REQUIRED TASKS:
#1 Condense the paragraph beginning "In this notebook we load in" from the parameter tuning notebook into a short list that keeps its main facts.
#2 Extend the parameter tuning notebook, picking up right after its final line of code.

# Parameter tuning 

All the models we have trained have parameters which must be tuned. It's common practice to train models using a few different parameter values, and see how they impact a model's performance. 

It can also be necessary to retune your model's parameters after your model has been running in production for a while - perhaps the data has drifted, and as such the model should be updated.

In this notebook we load in the feature engineering and model training pipeline stages developed in the previous notebooks, and implement a parameter sweep to identify the best model parameters from a candidate set. 

We start by loaing in the training and testing sets:

In [None]:
import pandas as pd
import numpy as np

import os.path

training_data = pd.read_parquet(os.path.join("data", "training.parquet"))
testing_data = pd.read_parquet(os.path.join("data", "testing.parquet"))

Next, we load in the feature engineering and model pipeline stages which were developed in the previous notebooks. We will then combine them into one pipeline, which takes in raw data and returns a prediction.

Note: If you didn't run atleast one feature engineering notebook and one model training notebook fully, this next cell will return an error. 

In [None]:
## loading in feature extraction pipeline
import cloudpickle as cp
feature_pipeline = cp.load(open('feature_pipeline.sav', 'rb'))

model = cp.load(open('model.sav', 'rb'))

In [None]:
from sklearn.pipeline import Pipeline
pipeline = Pipeline([
    ('features',feature_pipeline),
    ('model',model)
])

The pipeline can be fit to data (in the same way that we fit the individual feature engineering and model training techniques to the data in the previous notebooks). We can also evaluate the model using the test set, as we did previously. 

In [None]:
pipeline.fit(training_data["Text"], training_data["Category"])

In [None]:
from mlworkflows import plot
df, chart = plot.confusion_matrix(testing_data.Category, pipeline.predict(testing_data["Text"]))

INFORMATION SHOWN:
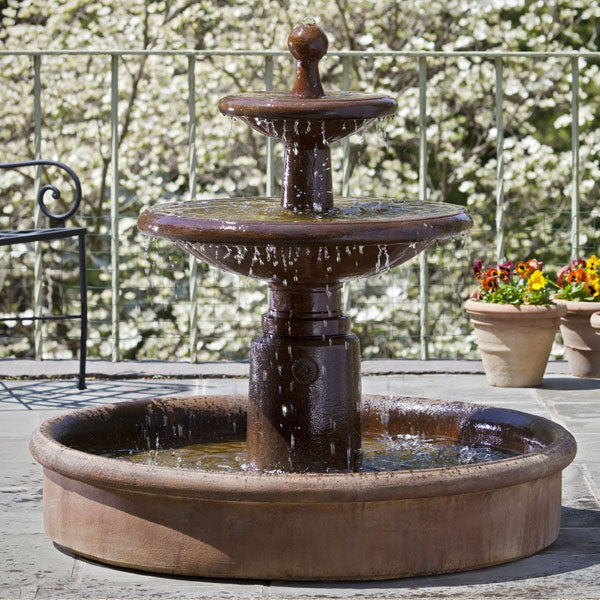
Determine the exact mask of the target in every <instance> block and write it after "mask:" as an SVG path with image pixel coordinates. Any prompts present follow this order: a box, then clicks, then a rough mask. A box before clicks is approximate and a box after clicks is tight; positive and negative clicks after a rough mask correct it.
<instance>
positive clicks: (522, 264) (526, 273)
mask: <svg viewBox="0 0 600 600" xmlns="http://www.w3.org/2000/svg"><path fill="white" fill-rule="evenodd" d="M529 271H530V269H529V265H528V264H527V263H524V262H521V261H519V262H517V268H516V272H517V275H518V276H519V277H520V278H521V279H525V277H527V275H529Z"/></svg>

ANSWERS IN ORDER:
#1
- Loads the feature engineering and model training pipeline stages built in the previous notebooks.
- Implements a parameter sweep.
- The sweep identifies the best model parameters from a candidate set.

#2
chart

In [None]:
from sklearn.metrics import classification_report
print(classification_report(testing_data.Category, pipeline.predict(testing_data["Text"]) ))

We can also easily retrain the pipeline, using different values for the parameters. `pipeline.named_steps` states the steps in the pipeline which we can refer to by name. We will then use if/else statements to select a parameter grid to sweep over for the different types of models.


✅ The parameter sweep below only supports three of the four models you could train in the previous notebooks. Add support for the XGBoost model below. 

In [None]:
pipeline.named_steps

In [None]:

param_grid = {}

if 'MultinomialNB' in str(pipeline.named_steps['model']):
    # we trained the naive Bayes model. 
    print("Parameter sweep for the Multinomial Naive Bayes Model")
    param_grid = { 'model__alpha' : [0.1,0.25,0.5,0.75,1] }
    print(param_grid)
elif 'LinearSVC' in str(pipeline.named_steps['model']):
    # We trained the Support vector classifier. 
    print("Parameter sweep for the Linear Support Vector Classifier")
    param_grid = {'model__multi_class' : ['ovr', 'crammer_singer'], 
                  'model__C': [0.3, 0.6, 1], 
                  'model__max_iter': [20000]}
elif 'RandomForestClassifier' in str(pipeline.named_steps['model']):
    print("Prameter sweep for the Random Forest Classifier")
    param_grid = {'model__max_depth': [3, 4, 5, 6], 
                  'model__n_estimators': [100, 250, 500]}
else:
    # we haven't dealt with this model yet 
    print("Parameter grid not defined for this model")


In [None]:
%%time
from sklearn.model_selection import GridSearchCV

search = None


search = GridSearchCV(pipeline, param_grid, cv=3, return_train_score=True)
search.fit(training_data["Text"], training_data["Category"])

print("Best parameters were %s" % str(search.best_params_))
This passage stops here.